## Problem statement
Which lines in the data below contain the word "sweatshirt"? Copy each of them.

BEGIN

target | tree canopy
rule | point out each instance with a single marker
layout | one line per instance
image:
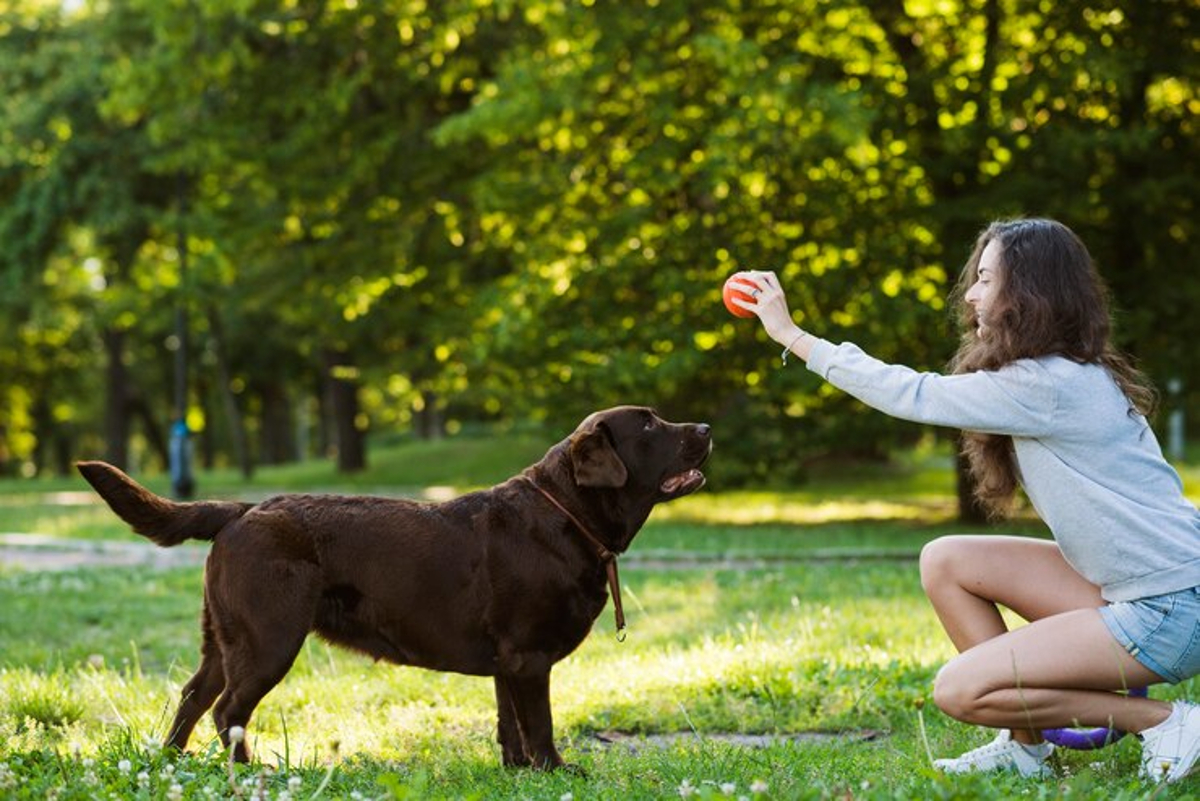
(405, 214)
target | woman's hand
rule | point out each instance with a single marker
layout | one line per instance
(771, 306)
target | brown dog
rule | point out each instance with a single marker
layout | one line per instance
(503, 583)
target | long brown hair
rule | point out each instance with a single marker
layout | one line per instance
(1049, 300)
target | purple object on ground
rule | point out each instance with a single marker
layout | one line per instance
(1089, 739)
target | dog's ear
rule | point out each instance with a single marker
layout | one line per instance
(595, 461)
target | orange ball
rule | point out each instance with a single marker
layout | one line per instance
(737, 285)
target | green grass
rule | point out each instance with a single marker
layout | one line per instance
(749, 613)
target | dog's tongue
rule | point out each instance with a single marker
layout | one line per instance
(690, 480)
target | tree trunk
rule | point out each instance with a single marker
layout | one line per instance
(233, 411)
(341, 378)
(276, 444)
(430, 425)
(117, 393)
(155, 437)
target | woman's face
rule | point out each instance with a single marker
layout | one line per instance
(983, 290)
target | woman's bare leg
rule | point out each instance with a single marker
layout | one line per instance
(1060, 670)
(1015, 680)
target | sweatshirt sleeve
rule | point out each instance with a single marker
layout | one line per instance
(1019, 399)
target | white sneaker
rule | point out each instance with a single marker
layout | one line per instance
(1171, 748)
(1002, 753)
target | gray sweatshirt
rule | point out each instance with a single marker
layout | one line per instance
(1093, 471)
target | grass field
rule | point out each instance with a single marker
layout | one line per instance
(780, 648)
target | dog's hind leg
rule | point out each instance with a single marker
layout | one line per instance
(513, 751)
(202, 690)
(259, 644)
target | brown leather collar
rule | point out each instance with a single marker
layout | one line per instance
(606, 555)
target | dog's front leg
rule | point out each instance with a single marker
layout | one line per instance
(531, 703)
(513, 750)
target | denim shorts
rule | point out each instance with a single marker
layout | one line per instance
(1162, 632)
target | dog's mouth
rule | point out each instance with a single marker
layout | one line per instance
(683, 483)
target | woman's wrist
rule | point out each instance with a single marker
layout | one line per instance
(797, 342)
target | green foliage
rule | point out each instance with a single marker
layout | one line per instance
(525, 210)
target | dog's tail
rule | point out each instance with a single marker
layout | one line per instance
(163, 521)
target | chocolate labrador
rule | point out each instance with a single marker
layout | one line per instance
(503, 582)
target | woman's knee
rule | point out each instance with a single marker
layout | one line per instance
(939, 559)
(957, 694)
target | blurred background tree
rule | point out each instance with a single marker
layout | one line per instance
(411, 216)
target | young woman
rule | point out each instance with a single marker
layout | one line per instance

END
BEGIN

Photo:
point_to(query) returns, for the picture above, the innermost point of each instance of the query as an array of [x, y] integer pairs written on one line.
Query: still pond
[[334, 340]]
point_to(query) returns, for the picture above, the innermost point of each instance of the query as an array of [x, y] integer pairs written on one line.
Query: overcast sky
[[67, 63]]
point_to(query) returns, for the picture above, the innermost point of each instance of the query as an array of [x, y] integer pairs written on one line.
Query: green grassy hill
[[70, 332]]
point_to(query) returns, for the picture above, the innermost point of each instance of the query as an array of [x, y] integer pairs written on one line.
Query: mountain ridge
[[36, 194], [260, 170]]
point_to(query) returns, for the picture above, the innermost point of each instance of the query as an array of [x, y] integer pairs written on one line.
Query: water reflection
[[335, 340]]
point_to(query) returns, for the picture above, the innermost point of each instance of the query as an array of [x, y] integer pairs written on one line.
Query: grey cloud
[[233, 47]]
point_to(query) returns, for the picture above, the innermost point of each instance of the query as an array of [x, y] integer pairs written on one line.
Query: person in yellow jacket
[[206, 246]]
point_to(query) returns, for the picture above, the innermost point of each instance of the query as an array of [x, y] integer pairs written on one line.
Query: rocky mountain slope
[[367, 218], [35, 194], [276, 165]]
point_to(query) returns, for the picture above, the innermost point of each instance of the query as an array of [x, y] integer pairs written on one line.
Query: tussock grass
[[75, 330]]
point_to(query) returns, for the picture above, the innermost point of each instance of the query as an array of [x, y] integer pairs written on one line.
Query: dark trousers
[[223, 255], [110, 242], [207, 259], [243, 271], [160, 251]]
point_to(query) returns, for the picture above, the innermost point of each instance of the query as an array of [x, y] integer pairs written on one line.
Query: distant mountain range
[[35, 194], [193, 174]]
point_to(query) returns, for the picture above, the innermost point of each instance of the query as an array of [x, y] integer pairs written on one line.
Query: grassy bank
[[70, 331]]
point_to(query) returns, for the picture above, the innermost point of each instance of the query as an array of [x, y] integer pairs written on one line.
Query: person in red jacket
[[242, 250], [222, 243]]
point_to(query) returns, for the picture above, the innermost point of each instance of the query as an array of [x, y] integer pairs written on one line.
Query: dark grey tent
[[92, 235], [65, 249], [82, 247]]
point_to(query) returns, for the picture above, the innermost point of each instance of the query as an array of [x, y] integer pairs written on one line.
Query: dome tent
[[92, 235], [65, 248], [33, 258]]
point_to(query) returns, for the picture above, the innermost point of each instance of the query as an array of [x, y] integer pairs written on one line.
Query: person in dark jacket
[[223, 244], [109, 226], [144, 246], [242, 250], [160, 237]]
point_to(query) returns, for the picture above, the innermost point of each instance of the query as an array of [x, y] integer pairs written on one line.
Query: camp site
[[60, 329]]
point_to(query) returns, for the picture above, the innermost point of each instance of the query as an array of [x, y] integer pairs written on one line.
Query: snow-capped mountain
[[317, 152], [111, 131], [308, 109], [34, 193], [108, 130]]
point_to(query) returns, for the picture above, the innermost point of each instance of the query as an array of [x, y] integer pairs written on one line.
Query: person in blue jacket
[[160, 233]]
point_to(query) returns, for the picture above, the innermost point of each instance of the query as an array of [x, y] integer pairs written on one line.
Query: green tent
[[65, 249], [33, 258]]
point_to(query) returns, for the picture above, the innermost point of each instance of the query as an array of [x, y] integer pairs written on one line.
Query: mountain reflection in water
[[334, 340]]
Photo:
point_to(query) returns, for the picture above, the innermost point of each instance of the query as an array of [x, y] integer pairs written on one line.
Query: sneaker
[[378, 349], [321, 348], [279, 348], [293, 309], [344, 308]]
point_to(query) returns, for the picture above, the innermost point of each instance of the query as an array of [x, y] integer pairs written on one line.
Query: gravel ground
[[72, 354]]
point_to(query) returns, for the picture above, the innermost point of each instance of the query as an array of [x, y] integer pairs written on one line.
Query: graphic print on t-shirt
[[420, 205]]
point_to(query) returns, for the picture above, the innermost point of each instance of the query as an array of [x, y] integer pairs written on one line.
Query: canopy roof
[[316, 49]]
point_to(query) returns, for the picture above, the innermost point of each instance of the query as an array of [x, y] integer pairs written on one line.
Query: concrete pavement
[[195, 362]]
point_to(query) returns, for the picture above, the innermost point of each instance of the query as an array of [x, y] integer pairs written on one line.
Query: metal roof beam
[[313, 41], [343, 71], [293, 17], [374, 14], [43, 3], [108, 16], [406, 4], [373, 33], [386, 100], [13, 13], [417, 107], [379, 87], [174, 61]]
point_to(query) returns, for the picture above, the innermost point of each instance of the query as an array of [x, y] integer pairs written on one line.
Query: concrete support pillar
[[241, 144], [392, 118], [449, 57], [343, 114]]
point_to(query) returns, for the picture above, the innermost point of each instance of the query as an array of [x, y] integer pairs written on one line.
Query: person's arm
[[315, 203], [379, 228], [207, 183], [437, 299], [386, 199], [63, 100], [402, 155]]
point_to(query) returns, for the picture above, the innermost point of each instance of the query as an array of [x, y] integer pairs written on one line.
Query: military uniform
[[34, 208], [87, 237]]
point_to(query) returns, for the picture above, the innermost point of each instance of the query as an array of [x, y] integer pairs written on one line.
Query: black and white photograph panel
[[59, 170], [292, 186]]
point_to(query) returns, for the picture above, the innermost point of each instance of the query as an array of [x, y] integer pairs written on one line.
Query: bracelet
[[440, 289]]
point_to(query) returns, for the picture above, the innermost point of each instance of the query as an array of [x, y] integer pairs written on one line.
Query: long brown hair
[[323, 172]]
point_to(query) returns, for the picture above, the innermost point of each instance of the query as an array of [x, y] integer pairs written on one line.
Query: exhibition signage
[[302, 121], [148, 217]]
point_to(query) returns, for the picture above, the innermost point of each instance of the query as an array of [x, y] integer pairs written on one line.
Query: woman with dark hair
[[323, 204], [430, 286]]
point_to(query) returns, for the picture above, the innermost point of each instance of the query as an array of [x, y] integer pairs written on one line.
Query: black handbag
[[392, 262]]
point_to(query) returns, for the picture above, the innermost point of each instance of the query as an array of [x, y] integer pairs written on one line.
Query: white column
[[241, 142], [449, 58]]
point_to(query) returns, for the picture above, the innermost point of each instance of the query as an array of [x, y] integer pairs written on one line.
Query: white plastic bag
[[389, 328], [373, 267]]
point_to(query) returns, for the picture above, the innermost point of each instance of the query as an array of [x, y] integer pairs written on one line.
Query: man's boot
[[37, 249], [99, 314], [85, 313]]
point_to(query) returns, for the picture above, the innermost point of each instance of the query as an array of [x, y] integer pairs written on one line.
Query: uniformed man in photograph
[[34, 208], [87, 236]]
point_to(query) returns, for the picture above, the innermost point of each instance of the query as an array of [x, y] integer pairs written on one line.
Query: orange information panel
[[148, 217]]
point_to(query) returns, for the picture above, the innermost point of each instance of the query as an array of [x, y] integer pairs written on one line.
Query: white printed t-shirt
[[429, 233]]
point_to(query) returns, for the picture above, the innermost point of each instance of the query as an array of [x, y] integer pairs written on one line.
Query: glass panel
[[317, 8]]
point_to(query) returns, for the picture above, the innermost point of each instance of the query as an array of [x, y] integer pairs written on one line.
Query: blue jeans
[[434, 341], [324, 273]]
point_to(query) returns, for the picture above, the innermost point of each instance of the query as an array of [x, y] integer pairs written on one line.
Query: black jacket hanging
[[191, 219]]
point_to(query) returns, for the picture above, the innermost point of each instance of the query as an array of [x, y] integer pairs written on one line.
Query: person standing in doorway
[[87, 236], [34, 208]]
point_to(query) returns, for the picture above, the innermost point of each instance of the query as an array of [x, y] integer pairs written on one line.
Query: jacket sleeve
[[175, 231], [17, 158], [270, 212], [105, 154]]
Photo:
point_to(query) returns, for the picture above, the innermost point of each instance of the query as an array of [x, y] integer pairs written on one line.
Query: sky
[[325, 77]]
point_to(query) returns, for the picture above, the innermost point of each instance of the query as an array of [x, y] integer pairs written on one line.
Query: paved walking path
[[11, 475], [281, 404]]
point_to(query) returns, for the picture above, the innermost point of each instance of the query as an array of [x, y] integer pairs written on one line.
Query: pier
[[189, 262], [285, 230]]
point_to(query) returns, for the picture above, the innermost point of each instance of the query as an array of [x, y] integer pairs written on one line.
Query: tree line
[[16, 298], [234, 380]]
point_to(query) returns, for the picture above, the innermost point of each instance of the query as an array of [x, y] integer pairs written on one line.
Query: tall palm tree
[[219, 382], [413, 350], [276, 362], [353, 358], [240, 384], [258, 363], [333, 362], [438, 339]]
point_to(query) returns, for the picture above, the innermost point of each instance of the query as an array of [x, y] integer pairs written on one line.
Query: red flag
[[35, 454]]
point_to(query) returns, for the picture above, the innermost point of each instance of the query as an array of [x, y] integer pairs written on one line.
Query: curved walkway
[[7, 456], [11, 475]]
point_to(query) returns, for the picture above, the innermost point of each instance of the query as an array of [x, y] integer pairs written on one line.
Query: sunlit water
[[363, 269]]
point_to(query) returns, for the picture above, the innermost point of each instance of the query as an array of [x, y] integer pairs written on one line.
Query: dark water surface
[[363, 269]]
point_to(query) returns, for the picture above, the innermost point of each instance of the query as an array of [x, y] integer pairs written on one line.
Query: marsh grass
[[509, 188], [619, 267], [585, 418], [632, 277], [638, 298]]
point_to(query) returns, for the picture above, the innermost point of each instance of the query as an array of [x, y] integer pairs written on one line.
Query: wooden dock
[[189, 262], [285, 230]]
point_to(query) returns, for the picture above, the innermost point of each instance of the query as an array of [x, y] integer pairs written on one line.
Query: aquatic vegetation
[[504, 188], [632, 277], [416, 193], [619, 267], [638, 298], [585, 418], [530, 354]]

END

## Answer to this task
target | sweatshirt sleeve
target | gray sweatshirt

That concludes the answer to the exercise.